**PROBLEM TO SOLVE:** In the entries below, copy word for word the part that opens with the line containing "Identify one point per instance of the black jeans" and runs through the end of the entries, both ends included.

__________

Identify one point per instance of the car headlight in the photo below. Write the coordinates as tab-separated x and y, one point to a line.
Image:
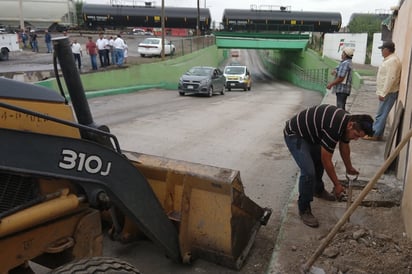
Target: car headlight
205	81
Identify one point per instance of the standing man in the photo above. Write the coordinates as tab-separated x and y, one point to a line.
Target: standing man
77	53
101	47
118	47
342	84
311	136
33	41
47	40
387	87
91	49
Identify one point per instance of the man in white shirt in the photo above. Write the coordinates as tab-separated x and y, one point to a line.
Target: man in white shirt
102	43
387	87
77	53
118	46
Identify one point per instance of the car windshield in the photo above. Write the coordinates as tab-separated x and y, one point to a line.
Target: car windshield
235	70
199	71
151	41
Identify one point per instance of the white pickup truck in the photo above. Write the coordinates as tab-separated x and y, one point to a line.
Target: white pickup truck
8	43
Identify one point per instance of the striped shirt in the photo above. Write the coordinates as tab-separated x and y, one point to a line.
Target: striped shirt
323	124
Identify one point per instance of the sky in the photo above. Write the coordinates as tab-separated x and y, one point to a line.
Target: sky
345	7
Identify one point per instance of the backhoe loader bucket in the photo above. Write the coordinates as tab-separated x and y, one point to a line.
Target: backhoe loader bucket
215	219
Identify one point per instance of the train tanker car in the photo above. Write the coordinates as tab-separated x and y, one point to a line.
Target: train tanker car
118	16
280	20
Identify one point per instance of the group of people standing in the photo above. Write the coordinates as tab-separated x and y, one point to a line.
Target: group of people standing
112	51
313	134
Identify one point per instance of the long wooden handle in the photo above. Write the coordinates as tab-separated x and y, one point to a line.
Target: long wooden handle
306	267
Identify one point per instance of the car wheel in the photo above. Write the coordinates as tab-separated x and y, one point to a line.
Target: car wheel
223	91
210	94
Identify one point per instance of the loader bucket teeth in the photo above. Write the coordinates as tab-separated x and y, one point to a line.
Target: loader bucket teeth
216	220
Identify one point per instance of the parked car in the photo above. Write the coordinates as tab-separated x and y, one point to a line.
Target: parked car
237	77
202	80
141	32
153	47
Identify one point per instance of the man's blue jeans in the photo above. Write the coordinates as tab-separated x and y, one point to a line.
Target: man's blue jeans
341	100
384	107
308	159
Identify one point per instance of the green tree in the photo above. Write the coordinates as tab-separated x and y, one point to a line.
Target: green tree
369	23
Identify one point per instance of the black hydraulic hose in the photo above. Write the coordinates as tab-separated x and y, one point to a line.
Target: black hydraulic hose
56	72
62	49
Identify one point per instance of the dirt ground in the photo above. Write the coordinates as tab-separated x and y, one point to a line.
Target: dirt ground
373	241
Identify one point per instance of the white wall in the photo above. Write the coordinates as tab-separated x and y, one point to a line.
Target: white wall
335	42
376	58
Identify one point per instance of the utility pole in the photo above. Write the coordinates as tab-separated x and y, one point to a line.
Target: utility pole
163	29
21	15
198	19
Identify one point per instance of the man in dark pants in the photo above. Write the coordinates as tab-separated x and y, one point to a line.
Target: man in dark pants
311	136
342	84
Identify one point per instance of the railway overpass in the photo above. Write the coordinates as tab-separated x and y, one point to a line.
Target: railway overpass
240	40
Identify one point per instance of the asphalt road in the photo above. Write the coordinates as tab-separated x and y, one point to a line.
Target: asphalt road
239	130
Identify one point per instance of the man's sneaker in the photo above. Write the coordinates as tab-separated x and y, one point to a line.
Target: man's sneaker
372	138
325	196
308	219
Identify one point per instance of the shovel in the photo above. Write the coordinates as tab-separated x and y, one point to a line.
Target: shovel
351	179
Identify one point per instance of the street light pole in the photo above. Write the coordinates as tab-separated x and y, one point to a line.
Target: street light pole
21	15
163	29
198	19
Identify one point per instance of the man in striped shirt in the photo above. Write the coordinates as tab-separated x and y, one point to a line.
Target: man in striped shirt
311	136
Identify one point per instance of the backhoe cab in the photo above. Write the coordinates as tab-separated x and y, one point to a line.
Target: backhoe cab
61	174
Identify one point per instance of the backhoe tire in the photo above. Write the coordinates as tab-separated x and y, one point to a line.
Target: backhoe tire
96	265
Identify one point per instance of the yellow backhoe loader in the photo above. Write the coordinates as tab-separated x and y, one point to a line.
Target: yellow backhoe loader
62	176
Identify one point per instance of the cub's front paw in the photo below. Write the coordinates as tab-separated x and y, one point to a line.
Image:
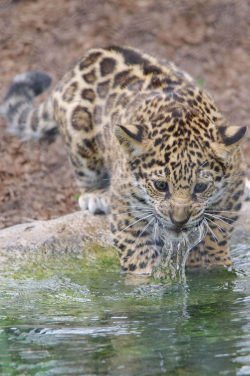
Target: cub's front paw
95	203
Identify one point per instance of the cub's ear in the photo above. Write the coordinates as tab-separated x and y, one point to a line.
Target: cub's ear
228	139
231	135
132	138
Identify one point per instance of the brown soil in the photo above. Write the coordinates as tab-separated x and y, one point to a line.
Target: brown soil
209	39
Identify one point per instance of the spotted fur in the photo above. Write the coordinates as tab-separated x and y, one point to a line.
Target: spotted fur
148	147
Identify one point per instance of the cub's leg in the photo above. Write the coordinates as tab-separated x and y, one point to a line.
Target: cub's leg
75	109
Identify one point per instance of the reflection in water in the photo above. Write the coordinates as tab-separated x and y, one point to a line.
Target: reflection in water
70	320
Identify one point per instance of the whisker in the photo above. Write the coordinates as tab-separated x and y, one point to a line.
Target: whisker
222	229
132	224
221	211
221	218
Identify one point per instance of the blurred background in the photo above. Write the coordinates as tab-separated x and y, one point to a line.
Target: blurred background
210	39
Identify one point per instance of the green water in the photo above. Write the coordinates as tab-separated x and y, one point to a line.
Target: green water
60	318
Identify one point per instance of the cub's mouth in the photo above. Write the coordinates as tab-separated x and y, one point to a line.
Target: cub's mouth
178	230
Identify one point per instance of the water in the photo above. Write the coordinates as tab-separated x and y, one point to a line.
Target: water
60	318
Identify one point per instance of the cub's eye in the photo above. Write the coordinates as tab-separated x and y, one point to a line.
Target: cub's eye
161	186
200	187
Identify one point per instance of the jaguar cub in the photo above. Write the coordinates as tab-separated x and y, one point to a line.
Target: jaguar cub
149	149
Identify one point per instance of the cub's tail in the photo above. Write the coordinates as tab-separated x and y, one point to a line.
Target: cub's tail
24	120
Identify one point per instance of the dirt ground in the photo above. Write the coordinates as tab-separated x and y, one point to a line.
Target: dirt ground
210	39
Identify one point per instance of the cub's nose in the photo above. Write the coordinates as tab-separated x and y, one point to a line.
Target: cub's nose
179	214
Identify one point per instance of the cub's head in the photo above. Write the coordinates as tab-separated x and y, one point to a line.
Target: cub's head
182	166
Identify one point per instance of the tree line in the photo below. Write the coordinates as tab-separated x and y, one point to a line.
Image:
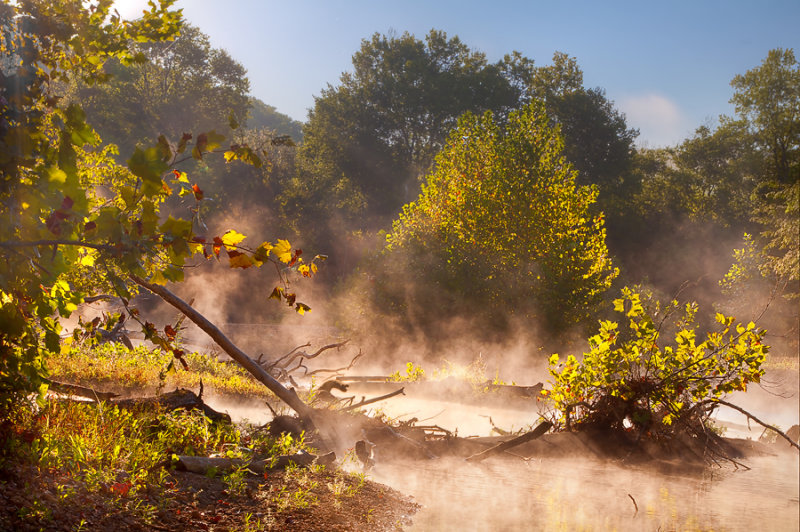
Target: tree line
498	188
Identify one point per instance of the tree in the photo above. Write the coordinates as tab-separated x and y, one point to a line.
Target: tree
263	116
182	85
501	222
654	377
597	140
375	133
767	98
74	220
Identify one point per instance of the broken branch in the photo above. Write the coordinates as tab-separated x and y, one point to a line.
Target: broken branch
228	346
373	400
543	427
754	418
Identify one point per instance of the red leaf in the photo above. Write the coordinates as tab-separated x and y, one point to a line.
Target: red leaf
52	224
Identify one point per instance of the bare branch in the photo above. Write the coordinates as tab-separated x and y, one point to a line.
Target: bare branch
373	400
229	347
754	418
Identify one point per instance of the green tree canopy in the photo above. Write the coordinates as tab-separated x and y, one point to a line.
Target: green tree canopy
74	220
501	220
379	129
184	85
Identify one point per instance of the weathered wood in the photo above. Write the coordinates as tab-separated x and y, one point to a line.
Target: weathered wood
776	430
202	464
284	394
373	400
176	400
543	427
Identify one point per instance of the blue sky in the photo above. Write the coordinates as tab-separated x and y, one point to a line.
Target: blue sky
666	65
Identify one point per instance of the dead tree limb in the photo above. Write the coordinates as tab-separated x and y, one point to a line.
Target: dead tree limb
285	395
543	427
373	400
754	418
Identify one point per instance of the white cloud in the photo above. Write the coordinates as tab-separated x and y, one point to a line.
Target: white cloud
659	120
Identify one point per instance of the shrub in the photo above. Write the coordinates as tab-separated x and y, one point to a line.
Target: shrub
632	380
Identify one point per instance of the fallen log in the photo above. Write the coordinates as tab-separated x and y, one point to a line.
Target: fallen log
326	433
365	402
543	427
285	395
203	465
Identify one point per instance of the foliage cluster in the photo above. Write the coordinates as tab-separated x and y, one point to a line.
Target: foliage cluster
501	222
122	457
75	221
655	376
142	368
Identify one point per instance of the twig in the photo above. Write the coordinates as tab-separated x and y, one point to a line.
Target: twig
635	506
754	418
543	427
373	400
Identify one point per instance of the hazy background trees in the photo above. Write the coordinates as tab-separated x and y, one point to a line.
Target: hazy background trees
366	159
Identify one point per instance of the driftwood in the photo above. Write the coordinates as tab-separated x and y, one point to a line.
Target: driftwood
286	395
397	444
543	427
754	418
283	367
373	400
202	464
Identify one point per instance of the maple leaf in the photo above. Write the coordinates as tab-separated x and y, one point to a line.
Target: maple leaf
198	193
239	260
231	238
283	250
217	245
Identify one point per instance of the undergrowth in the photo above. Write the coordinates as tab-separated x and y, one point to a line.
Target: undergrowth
142	368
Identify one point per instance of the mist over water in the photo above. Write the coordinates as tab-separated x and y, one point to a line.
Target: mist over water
585	494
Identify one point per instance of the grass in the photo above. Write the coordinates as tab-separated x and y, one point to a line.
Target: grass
113	365
123	457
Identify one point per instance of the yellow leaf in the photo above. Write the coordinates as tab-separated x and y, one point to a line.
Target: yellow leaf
283	250
88	259
231	238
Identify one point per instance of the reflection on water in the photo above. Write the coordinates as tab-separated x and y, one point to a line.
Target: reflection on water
561	494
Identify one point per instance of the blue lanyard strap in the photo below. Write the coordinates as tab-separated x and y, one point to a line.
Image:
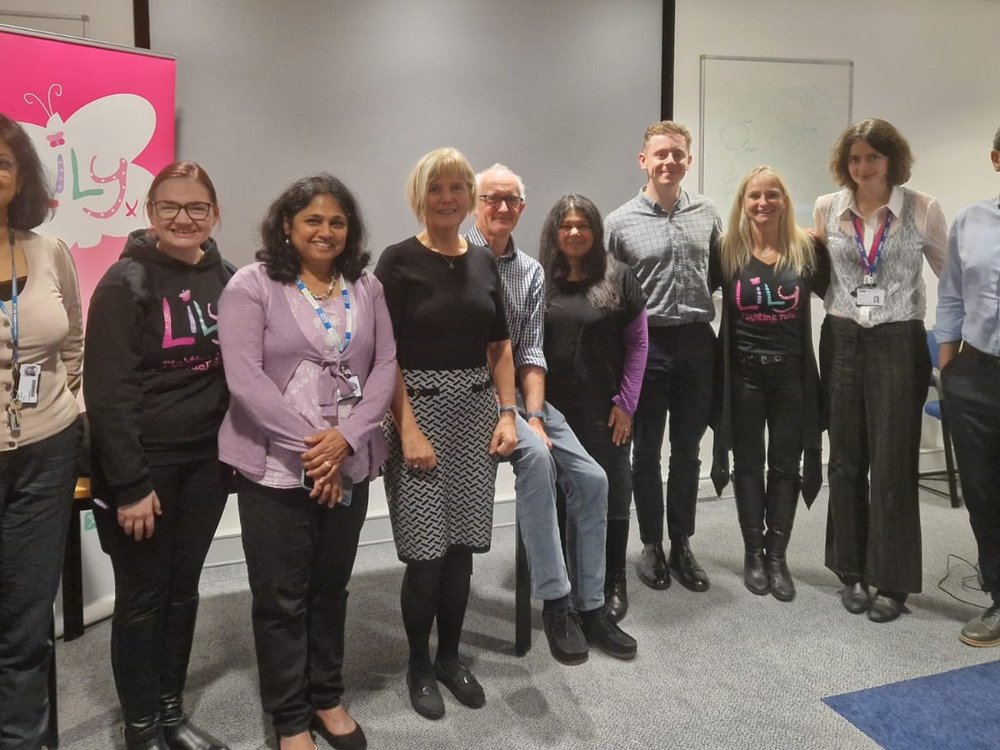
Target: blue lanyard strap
870	261
12	313
321	314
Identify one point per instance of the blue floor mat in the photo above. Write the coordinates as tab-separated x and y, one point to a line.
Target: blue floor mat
959	709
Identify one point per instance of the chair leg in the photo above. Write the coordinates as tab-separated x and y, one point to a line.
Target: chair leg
949	460
522	597
52	735
73	579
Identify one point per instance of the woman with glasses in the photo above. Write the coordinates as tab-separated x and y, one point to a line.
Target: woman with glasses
310	361
156	395
41	355
446	303
596	341
875	364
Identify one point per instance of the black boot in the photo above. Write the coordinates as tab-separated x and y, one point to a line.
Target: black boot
782	499
750	510
178	635
615	586
135	660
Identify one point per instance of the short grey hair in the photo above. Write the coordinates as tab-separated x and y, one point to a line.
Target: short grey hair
498	167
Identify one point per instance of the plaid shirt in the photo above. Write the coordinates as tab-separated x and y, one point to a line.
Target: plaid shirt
669	253
524	299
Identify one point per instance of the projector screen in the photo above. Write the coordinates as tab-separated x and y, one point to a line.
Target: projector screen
561	91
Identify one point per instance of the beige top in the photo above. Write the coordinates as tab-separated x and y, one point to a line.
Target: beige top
50	320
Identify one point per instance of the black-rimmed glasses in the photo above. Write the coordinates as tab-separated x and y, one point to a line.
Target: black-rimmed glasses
167	210
512	201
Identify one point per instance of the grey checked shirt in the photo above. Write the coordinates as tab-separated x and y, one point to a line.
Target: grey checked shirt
669	253
524	299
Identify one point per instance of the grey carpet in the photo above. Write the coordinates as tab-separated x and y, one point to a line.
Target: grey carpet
722	669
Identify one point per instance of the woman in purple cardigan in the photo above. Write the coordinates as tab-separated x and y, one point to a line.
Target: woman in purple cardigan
310	359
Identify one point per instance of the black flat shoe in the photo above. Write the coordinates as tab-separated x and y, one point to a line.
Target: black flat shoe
685	568
354	740
462	684
424	696
855	598
886	606
186	736
652	568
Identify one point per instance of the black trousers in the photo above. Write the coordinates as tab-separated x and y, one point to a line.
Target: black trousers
36	502
300	556
158	575
767	396
679	381
875	382
972	397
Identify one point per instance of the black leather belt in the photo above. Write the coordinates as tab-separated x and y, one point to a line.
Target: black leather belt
435	391
972	351
762	359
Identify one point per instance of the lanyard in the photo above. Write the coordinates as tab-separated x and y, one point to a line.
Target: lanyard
321	314
869	261
12	313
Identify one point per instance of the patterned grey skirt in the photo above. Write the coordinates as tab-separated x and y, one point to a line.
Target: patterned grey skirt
451	505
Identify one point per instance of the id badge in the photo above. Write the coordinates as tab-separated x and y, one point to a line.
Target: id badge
27	384
346	402
870	296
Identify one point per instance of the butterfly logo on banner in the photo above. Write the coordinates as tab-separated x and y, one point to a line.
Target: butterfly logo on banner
98	188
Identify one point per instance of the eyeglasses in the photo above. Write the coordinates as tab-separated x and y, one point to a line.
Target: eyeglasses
512	201
169	210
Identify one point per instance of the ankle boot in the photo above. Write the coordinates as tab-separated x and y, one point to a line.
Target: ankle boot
782	498
136	650
144	734
178	636
749	491
615	586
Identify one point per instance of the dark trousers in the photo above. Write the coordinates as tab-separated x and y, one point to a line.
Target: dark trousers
972	397
300	556
679	381
875	381
36	502
767	396
156	583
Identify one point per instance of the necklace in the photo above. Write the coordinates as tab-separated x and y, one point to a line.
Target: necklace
323	297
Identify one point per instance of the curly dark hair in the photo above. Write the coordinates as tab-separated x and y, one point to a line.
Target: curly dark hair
32	204
596	267
881	136
281	260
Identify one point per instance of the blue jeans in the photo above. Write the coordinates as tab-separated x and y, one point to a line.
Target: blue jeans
36	503
585	486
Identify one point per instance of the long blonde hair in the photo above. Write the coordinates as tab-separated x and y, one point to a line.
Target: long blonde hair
794	244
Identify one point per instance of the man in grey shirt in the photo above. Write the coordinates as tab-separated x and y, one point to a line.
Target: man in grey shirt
664	234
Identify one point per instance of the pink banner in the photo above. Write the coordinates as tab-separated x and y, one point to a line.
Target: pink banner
102	120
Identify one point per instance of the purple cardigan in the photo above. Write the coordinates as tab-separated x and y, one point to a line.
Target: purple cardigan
262	345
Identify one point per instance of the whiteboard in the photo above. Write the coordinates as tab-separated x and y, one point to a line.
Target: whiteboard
785	113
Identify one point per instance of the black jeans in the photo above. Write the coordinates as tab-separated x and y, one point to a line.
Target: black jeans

__________

**EXERCISE RESULT:**
Identify one point per instance of the black jeans in the photo above. Write the coordinates as tab-separated x and y, one point to a line.
Target: black jeans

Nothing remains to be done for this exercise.